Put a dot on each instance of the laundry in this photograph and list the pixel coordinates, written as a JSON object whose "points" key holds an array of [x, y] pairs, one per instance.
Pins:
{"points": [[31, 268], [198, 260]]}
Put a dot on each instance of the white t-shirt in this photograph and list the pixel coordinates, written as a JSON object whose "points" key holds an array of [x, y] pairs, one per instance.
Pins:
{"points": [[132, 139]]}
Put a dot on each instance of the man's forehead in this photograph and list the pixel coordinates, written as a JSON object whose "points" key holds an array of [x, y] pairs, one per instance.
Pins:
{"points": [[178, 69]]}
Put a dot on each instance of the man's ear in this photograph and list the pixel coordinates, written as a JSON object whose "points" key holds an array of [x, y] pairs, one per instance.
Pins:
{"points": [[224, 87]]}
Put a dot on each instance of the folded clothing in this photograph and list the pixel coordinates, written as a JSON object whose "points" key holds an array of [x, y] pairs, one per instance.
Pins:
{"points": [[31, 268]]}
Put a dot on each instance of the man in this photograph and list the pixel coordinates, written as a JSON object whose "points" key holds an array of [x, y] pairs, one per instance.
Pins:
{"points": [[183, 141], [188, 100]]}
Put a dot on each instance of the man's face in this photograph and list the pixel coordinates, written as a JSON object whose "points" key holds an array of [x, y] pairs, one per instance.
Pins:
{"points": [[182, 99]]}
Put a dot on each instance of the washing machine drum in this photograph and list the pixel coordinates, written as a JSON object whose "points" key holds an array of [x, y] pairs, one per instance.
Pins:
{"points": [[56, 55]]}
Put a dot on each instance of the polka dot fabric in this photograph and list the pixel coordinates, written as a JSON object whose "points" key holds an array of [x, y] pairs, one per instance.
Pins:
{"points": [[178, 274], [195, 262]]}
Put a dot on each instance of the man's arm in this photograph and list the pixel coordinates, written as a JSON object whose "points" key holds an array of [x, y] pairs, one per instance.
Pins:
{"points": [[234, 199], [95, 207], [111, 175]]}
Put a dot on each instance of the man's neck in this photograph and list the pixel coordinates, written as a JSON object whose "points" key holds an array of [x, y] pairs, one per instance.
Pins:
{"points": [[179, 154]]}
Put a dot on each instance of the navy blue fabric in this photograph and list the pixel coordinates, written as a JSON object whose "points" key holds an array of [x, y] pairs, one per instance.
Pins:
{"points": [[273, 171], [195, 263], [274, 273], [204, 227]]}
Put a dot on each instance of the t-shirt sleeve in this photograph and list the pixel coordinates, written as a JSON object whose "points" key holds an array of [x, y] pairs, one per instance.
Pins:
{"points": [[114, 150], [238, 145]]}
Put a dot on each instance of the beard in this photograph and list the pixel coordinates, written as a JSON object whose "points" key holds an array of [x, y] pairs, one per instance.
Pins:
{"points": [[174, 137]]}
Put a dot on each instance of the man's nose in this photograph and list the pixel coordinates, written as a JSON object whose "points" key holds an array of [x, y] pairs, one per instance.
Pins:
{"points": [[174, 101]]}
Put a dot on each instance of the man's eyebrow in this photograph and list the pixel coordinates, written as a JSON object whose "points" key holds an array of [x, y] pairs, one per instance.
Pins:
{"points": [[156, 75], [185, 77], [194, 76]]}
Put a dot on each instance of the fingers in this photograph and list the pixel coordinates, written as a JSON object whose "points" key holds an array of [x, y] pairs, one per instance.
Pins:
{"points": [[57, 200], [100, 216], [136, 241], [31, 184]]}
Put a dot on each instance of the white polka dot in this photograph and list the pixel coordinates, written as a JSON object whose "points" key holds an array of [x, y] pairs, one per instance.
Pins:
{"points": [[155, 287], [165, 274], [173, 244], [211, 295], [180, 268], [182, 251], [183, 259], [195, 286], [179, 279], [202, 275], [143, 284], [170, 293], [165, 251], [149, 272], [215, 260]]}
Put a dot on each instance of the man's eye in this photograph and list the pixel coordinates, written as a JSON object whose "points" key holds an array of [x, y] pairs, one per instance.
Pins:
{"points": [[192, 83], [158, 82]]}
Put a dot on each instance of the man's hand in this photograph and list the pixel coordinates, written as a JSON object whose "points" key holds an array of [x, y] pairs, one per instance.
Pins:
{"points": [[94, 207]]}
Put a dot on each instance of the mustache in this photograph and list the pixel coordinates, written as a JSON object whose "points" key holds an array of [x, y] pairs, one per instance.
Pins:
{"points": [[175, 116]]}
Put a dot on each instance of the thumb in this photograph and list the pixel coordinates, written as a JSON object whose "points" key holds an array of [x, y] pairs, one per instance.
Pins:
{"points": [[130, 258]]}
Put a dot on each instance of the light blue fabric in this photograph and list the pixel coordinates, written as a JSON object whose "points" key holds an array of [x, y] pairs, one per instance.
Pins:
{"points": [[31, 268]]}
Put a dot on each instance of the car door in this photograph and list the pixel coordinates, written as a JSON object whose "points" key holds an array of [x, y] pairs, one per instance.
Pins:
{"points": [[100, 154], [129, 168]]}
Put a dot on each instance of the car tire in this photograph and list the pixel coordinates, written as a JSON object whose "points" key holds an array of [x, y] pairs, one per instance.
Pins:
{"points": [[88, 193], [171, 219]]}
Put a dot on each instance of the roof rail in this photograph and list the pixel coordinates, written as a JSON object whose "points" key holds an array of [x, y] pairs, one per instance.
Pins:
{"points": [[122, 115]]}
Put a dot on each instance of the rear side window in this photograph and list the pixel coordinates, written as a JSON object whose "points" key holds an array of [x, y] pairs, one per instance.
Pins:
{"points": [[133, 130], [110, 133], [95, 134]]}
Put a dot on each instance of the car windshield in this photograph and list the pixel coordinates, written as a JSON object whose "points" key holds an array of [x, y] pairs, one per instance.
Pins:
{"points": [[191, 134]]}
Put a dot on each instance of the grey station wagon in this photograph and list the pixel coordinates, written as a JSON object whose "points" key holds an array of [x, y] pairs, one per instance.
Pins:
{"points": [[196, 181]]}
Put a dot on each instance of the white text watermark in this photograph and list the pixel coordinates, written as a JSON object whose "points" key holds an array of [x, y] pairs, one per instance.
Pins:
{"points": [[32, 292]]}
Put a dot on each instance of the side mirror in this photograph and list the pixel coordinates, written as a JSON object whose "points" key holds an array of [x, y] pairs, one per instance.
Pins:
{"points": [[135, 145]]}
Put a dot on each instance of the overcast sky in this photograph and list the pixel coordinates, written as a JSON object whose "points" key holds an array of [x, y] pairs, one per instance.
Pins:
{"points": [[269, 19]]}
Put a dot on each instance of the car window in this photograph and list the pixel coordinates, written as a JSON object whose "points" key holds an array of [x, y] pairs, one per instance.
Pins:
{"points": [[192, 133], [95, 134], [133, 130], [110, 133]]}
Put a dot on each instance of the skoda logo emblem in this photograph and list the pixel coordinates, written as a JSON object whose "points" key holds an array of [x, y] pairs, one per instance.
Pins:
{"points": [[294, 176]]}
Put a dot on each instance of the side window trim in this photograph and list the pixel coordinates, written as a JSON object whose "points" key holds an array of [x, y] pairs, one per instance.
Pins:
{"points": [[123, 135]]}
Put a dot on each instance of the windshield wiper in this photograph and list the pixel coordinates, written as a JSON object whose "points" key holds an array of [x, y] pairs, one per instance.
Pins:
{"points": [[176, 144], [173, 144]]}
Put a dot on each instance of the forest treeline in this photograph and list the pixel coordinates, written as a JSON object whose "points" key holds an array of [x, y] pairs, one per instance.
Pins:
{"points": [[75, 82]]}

..............................

### EXERCISE DIRECTIONS
Retype the entries exactly, including every line.

### EXPECTED ANSWER
Put a dot on each instance of the laundry in this photograph and list the pixel coordinates, written as a JSON object whose "points" key holds an array of [x, y] pairs, one per instance.
Pins:
{"points": [[31, 268], [198, 260]]}
Put a dot on each instance of the white t-shirt in this photograph and list the pixel coordinates, written as a JSON object whose "points" key holds an array of [x, y] pairs, one per instance.
Pins:
{"points": [[132, 139]]}
Put a dot on each instance of the man's forehead in this photograph and list the pixel coordinates, written as a JSON object whose "points" key holds an array of [x, y] pairs, one per instance.
Pins:
{"points": [[178, 69]]}
Put a dot on each instance of the man's ear in this photograph and list the pixel coordinates, written as a JSON object whose "points" key holds an array of [x, y] pairs, one per instance.
Pins:
{"points": [[224, 87]]}
Put a dot on each instance of the folded clothing in this photograph and list the pixel coordinates, written as a JSON object whose "points" key holds an array of [x, y] pairs, one per instance.
Pins:
{"points": [[31, 268]]}
Put a dot on each instance of the man in this photograph and list the pixel coordinates, written as a JSON object whose "points" key holds an array of [x, y] pairs, one per instance.
Pins:
{"points": [[183, 141], [188, 100]]}
Put a dot on each instance of the man's face in this photograph and list the pixel coordinates, written as a JSON object whose "points" key holds an array of [x, y] pairs, one per instance.
Pins:
{"points": [[182, 99]]}
Put a dot on each instance of the washing machine drum in this photograph and list the pixel coordinates, written as a JSON object whose "points" key holds an array of [x, y] pairs, one per instance.
Pins:
{"points": [[56, 55]]}
Put a dot on each instance of the polka dot fabric in this photograph and list the pixel coordinates, written as a JSON object whose "points" key holds an array of [x, y] pairs, one per instance.
Pins:
{"points": [[178, 274], [195, 262]]}
Put a dot on each instance of the man's arm in this photograph and list the pixel coordinates, written as a JSON object whose "points" key holds an array of [x, y] pairs, one per instance.
Pins:
{"points": [[234, 199], [95, 207], [111, 175]]}
Put a dot on each instance of the man's neck in this photograph and list the pixel coordinates, written as a JSON object whose "points" key holds an array of [x, y] pairs, one per instance.
Pins:
{"points": [[179, 154]]}
Put a dot on each instance of the navy blue fabric in this photograph and list the pixel coordinates, written as a JSON object whose "points" key holds an array of [x, y] pairs, one per instance.
Pins:
{"points": [[273, 171], [195, 263], [274, 273], [204, 227]]}
Put a dot on each instance of the t-shirt sleeve in this photograph and list the pixel coordinates, written as a JSON object whose "points" key holds an array of [x, y] pairs, one per instance.
Pins:
{"points": [[114, 150], [238, 145]]}
Put a dot on each instance of the beard in this photograph and list the pixel coordinates, written as a JSON object whose "points" key holds an array of [x, y] pairs, one per instance.
Pins:
{"points": [[174, 137]]}
Put a dot on each instance of the man's nose in this photograph and list the pixel coordinates, written as a JSON object whose "points" key holds an array of [x, y] pairs, one per instance.
Pins:
{"points": [[174, 101]]}
Put a dot on each instance of the man's eyebrow in this photograph and list the pixel coordinates, written as a JSON object whose "points" key holds an array of [x, y] pairs, one per instance.
Pins:
{"points": [[156, 75], [185, 77], [194, 76]]}
Put a dot on each instance of the fingers in this photograph and list the pixel coordinates, written as a JSON object whose "points" key holds an array of [x, y] pairs, one per instance.
Pins:
{"points": [[57, 200], [100, 216], [136, 241], [31, 184]]}
Put a dot on each instance of the white polka dot in this photograph and list the pixel coordinates, written as a JSON object whose "points" key holds an array of [x, y] pairs, one per instance.
Pins:
{"points": [[155, 287], [165, 274], [173, 244], [211, 295], [180, 268], [182, 251], [183, 259], [195, 286], [179, 279], [202, 275], [143, 284], [170, 293], [165, 251], [149, 272], [215, 260]]}
Put a dot on each instance of the man's eye in this photograph and list the pixel coordinates, written as a JSON object whose "points" key holds an array of [x, y] pairs, one per instance.
Pins:
{"points": [[192, 83], [158, 82]]}
Put a dot on each instance of the man's hand in this photograph and list the pixel coordinates, written as a JSON object whose "points" key holds an array of [x, y] pairs, one per instance.
Pins:
{"points": [[94, 207]]}
Put a dot on each instance of the mustache in this photograph and list the pixel coordinates, written as a JSON object whose "points" key holds an array of [x, y] pairs, one per instance.
Pins:
{"points": [[175, 116]]}
Put a dot on each instance of the thumb in this photograph and list the pixel coordinates, written as a JSON object whose "points" key holds an array of [x, y] pairs, one per instance.
Pins:
{"points": [[130, 258]]}
Put a dot on each instance of the light blue fabric in this photograph and list the pixel coordinates, written as a JSON object whose "points" key holds an array of [x, y] pairs, one per instance.
Pins:
{"points": [[31, 268]]}
Put a dot on each instance of the car door in this photograph and list the pixel coordinates, written as a JSON object whose "points" key holds an array of [x, y] pairs, one per instance.
Pins:
{"points": [[100, 154], [129, 168]]}
Put a dot on each instance of the car tire in this photograph and list the pixel coordinates, written as a JSON object whose "points" key holds an array of [x, y] pairs, one per instance.
Pins:
{"points": [[88, 193], [171, 219]]}
Put a dot on each instance of the roof rail in this photograph and list the pixel coordinates, written as a JSON object whose "points" key holds an array of [x, y] pairs, one per instance.
Pins:
{"points": [[122, 115]]}
Put a dot on each instance of the rear side window in this photograph and list the pixel coordinates, written as a JSON object whose "points" key holds an array of [x, y] pairs, one per instance.
Pins:
{"points": [[133, 130], [110, 133], [95, 134]]}
Put a dot on each instance of the car windshield in this photograph and list the pixel coordinates, written as a JSON object whose "points" key holds an array of [x, y] pairs, one per instance.
Pins:
{"points": [[191, 134]]}
Put a dot on each instance of the grey station wagon in this photograph and list the pixel coordinates, written as a JSON object whose "points" key holds an array of [x, y] pairs, one per instance.
Pins:
{"points": [[196, 181]]}
Put a dot on each instance of the white text watermark in this photograph and list the pixel coordinates, written as a JSON object whose "points" key holds an array of [x, y] pairs, one per instance.
Pins:
{"points": [[32, 292]]}
Put a dot on each instance of the side mirror in this photograph and list the pixel coordinates, written as a JSON object whose "points" key holds an array of [x, y] pairs, one per instance.
Pins:
{"points": [[135, 145]]}
Put a dot on each instance of the overcast sky in this photograph and list the pixel coordinates, written as a JSON object whose "points" key holds an array of [x, y] pairs, one per instance.
Pins:
{"points": [[269, 19]]}
Put a dot on each instance of the car window in this photograph and list the pixel coordinates, written as a JSON object whose "points" key holds an array of [x, y] pairs, one per instance.
Pins:
{"points": [[192, 133], [95, 134], [133, 130], [110, 133]]}
Put a dot on each instance of the skoda logo emblem in this photograph and list the pixel coordinates, written as a JSON object whose "points" key holds an array of [x, y] pairs, one per instance.
Pins:
{"points": [[294, 176]]}
Put a dot on each instance of the side window trim in this photograph and list the pixel coordinates, written as a JSON object whose "points" key holds an array of [x, y] pairs, one per instance.
Pins:
{"points": [[123, 135]]}
Put a dot on each instance of the windshield wiper in this photograph and list the pixel coordinates, written as a JSON object whose "points" key holds an array of [x, y] pairs, one per instance.
Pins:
{"points": [[176, 144], [173, 144]]}
Put a dot on each instance of the forest treeline in this photograph and list the pixel coordinates, written as a JSON object whose "points" key holds an array of [x, y] pairs, one per instance.
Pins:
{"points": [[75, 82]]}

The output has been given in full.